Requirements: Please report every line in the items below that contains the word "teal", copying each such line in full. Case counts.

Input for this task:

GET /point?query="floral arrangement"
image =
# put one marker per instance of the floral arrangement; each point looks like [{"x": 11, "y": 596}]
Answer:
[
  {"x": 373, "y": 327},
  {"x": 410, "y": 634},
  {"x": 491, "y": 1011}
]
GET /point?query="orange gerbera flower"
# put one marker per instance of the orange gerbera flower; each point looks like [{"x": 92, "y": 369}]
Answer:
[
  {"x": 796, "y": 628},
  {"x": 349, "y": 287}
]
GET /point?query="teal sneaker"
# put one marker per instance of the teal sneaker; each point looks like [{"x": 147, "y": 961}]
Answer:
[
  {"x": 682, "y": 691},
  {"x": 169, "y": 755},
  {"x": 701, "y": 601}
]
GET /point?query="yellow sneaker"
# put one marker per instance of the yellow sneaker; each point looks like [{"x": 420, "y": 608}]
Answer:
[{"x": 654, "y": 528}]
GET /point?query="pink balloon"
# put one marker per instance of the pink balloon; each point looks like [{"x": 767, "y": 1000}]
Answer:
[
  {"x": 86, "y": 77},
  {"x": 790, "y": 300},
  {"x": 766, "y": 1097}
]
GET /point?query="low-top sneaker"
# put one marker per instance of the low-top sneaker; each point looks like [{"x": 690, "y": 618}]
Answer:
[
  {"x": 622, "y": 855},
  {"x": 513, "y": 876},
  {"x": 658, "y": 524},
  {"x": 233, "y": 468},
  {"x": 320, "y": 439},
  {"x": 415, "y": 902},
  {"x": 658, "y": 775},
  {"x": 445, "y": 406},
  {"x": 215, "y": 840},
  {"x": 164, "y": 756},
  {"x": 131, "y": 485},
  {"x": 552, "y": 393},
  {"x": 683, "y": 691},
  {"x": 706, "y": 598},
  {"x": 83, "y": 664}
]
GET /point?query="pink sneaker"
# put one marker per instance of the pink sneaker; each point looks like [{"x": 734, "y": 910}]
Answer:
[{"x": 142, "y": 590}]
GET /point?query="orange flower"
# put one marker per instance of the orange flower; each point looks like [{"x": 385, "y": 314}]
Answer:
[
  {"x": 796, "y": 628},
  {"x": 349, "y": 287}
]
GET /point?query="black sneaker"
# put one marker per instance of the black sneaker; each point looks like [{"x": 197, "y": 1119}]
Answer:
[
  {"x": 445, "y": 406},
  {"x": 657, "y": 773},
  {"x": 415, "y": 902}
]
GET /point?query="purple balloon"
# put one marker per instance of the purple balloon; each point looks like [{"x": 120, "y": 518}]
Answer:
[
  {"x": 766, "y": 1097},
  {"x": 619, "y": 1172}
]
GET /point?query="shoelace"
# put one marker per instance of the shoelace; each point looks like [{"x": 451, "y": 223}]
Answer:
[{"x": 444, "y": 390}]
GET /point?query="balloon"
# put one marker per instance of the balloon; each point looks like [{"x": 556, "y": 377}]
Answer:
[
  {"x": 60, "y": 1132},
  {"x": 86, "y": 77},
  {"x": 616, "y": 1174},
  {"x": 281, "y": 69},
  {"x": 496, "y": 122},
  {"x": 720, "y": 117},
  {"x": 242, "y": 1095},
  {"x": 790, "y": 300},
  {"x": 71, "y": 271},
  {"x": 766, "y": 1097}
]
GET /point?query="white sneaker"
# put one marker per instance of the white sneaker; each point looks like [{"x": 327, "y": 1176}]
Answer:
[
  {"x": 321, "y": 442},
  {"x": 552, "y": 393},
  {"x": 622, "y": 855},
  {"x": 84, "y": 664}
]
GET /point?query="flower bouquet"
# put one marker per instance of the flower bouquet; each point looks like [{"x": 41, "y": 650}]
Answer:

Answer to this exercise:
GET /point?query="teal sneaker"
# put one marker per instance of the teal sneaker; each point looks like [{"x": 147, "y": 961}]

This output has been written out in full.